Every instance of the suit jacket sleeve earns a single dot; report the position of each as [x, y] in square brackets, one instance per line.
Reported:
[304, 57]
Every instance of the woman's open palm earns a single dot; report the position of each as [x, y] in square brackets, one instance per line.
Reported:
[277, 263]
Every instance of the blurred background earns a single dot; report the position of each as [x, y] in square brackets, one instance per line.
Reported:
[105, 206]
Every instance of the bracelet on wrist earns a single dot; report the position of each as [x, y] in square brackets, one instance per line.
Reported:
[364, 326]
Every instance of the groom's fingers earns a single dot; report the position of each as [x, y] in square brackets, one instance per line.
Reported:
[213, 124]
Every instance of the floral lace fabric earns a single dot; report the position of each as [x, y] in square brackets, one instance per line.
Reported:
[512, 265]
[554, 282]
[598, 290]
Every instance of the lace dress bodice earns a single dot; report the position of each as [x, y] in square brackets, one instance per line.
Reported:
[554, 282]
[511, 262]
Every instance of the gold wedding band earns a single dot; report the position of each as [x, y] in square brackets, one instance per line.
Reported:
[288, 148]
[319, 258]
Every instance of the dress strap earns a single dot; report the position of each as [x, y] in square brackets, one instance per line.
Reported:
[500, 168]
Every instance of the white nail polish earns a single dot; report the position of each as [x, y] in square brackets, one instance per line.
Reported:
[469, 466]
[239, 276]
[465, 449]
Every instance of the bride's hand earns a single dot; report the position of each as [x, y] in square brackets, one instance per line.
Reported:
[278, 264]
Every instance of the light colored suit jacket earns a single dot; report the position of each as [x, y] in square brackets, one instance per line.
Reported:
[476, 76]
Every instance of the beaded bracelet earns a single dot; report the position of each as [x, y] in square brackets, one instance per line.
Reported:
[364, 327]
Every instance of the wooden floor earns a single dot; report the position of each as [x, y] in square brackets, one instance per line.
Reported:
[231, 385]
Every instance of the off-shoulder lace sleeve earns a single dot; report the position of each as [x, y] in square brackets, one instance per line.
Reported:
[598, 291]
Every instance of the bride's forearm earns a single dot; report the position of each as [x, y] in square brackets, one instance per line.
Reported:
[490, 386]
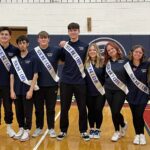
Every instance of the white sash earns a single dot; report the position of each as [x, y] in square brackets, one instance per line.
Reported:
[138, 83]
[115, 79]
[21, 73]
[76, 57]
[95, 80]
[4, 59]
[46, 63]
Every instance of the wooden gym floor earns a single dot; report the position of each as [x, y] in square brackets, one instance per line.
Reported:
[73, 140]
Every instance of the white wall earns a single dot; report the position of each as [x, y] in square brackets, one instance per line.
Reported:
[107, 18]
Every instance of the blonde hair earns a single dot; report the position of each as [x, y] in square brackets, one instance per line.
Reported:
[99, 61]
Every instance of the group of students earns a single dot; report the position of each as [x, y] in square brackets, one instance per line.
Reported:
[31, 78]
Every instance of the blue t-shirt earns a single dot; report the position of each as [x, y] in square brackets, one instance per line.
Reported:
[118, 68]
[29, 66]
[91, 89]
[53, 54]
[10, 51]
[71, 73]
[135, 95]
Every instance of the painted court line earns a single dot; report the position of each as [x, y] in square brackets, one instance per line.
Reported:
[44, 135]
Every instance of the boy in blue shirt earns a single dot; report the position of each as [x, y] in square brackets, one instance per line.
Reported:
[7, 51]
[48, 57]
[23, 80]
[72, 81]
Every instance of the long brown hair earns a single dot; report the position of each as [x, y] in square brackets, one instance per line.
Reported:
[99, 59]
[115, 46]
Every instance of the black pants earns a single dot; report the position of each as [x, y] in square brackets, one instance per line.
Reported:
[24, 108]
[137, 114]
[95, 106]
[7, 103]
[66, 93]
[49, 96]
[116, 100]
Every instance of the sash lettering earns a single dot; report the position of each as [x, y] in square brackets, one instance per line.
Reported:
[95, 80]
[138, 83]
[76, 57]
[115, 79]
[21, 73]
[4, 59]
[46, 63]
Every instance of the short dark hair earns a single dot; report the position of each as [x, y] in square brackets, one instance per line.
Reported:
[73, 25]
[5, 28]
[43, 34]
[22, 38]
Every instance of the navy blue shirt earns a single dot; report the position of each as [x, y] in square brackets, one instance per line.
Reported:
[53, 54]
[135, 95]
[71, 73]
[91, 89]
[118, 68]
[29, 66]
[10, 51]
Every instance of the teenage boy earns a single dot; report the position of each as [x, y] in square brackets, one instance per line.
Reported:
[48, 57]
[72, 82]
[7, 51]
[23, 80]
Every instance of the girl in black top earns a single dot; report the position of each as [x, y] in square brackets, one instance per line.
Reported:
[95, 95]
[137, 97]
[115, 87]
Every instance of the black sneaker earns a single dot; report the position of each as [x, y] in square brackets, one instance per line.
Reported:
[61, 136]
[85, 136]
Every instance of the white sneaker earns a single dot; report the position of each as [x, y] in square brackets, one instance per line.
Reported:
[10, 131]
[136, 139]
[91, 133]
[52, 133]
[37, 132]
[116, 136]
[142, 139]
[19, 134]
[96, 134]
[25, 136]
[124, 129]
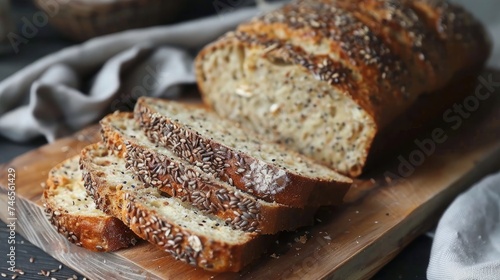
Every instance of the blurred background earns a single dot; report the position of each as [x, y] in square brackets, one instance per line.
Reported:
[31, 29]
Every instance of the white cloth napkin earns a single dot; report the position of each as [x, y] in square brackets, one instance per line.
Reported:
[50, 98]
[467, 240]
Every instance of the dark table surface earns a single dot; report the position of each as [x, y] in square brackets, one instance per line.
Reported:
[30, 260]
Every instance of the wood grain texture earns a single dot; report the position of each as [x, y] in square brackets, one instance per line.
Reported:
[349, 242]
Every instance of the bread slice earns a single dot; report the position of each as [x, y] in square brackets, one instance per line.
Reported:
[178, 178]
[243, 159]
[74, 213]
[199, 240]
[325, 77]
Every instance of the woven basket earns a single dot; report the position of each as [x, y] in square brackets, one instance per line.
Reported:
[83, 19]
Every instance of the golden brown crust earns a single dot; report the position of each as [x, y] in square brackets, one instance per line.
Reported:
[386, 52]
[230, 166]
[196, 250]
[211, 197]
[97, 233]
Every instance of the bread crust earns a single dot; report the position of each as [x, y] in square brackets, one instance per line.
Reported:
[241, 210]
[181, 243]
[382, 54]
[235, 167]
[97, 233]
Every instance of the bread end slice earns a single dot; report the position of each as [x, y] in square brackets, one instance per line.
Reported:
[74, 213]
[176, 228]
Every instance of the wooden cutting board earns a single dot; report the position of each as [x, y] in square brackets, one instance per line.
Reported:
[354, 241]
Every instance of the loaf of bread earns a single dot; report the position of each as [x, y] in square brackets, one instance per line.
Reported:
[74, 213]
[190, 184]
[177, 228]
[243, 159]
[324, 77]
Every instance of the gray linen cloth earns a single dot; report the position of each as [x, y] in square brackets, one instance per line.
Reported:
[46, 98]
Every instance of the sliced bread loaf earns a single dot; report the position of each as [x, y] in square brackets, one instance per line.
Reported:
[188, 235]
[74, 214]
[243, 159]
[159, 167]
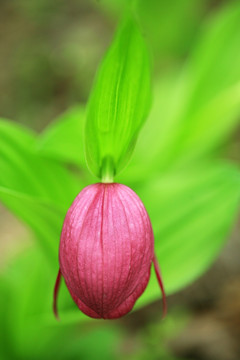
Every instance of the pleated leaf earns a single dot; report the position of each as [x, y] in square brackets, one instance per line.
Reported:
[119, 102]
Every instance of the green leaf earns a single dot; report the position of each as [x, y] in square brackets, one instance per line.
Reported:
[197, 107]
[63, 138]
[119, 102]
[26, 307]
[192, 213]
[37, 190]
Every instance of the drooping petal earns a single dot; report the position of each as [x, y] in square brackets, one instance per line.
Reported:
[106, 250]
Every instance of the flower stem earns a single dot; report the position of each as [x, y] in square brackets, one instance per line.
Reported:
[107, 173]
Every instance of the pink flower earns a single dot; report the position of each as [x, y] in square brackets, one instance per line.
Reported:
[106, 251]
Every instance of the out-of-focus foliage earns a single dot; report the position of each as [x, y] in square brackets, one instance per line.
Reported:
[192, 195]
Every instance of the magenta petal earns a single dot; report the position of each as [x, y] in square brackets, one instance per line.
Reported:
[106, 250]
[159, 278]
[55, 294]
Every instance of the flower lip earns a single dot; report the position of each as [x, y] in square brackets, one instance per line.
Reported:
[106, 251]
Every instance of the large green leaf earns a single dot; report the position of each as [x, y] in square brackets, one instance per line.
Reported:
[119, 102]
[26, 303]
[192, 213]
[195, 109]
[63, 138]
[37, 190]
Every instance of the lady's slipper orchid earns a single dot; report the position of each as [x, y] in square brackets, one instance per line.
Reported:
[106, 251]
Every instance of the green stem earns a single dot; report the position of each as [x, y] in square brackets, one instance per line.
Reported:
[107, 173]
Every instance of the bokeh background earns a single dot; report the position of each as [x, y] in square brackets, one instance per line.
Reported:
[185, 168]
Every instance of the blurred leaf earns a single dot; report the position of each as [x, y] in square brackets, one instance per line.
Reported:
[63, 139]
[119, 102]
[37, 190]
[192, 213]
[195, 109]
[27, 290]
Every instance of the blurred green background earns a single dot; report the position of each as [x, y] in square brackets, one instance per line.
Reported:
[185, 168]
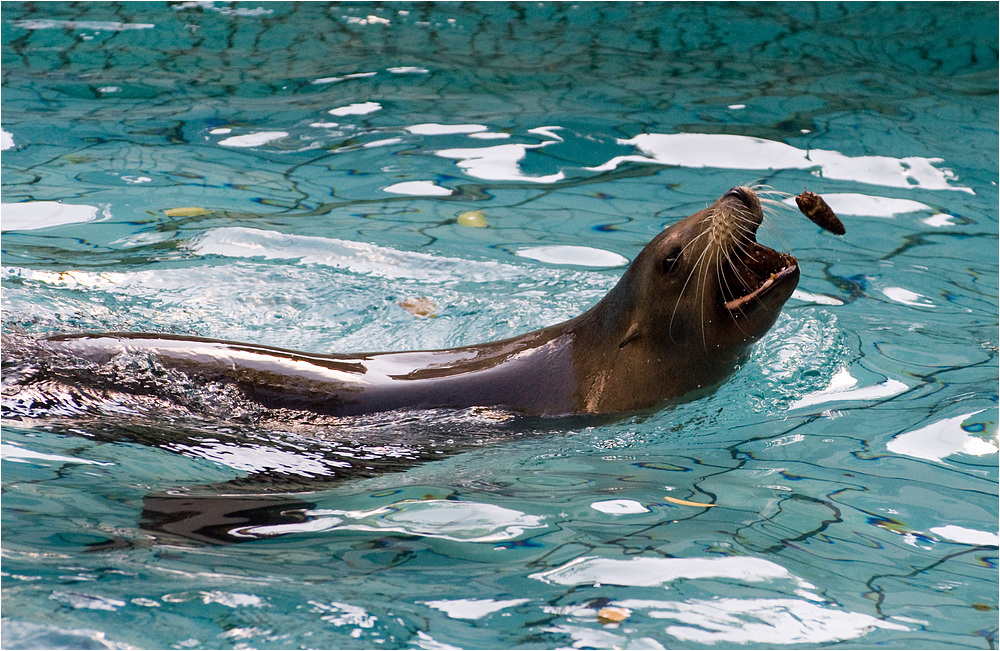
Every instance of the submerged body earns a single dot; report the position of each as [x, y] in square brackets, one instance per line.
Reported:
[680, 320]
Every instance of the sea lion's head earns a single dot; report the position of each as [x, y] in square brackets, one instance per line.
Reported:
[715, 286]
[691, 304]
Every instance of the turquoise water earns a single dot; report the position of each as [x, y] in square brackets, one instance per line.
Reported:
[323, 156]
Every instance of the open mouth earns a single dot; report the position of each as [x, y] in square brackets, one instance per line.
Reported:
[754, 274]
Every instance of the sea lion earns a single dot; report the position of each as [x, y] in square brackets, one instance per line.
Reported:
[680, 320]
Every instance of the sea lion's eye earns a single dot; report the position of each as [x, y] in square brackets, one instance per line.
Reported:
[670, 259]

CHALLENGE
Using the listing above, copy exactly the lines from the one that contains "Every instance of the blurred leaf" through its last line, both included, but not the pictures.

RESULT OF THIS EXERCISE
Every instance of the blurred leaf earns a single dot; report the position of each as [x, y] in square brackets, one instance per line.
Reported:
[63, 139]
[119, 102]
[37, 190]
[192, 213]
[195, 109]
[27, 290]
Every instance of the blurred green background earns a single dot; report the position of each as [x, y] in square brackets, one instance per line.
Reported:
[185, 168]
Every instance of the submerged body earns a single dot; report the position of each as [x, y] in square brackets, one instance per line.
Reported:
[680, 320]
Every instance of the sea lion's head earns a single dot; report the position of each as [x, y] in square brackets, one instance per line.
Reported:
[715, 286]
[691, 304]
Every instance of the turquoise water earns a single dot; report the position of each as [x, y] in square brackets, one instance per line.
Reported:
[323, 156]
Every instance of the open mouth earns a single dot; report the position of each as [x, y] in square brackets, one instance per line.
Reported:
[754, 274]
Every instance of the sea lion earns a single dot; report the position of each as [x, y] in square brackets, one instance per line.
Reported:
[680, 320]
Every instance of the sea lion's eye earns a single dot; report the position of each as [x, y] in square brackets, one instance per line.
Reported:
[670, 259]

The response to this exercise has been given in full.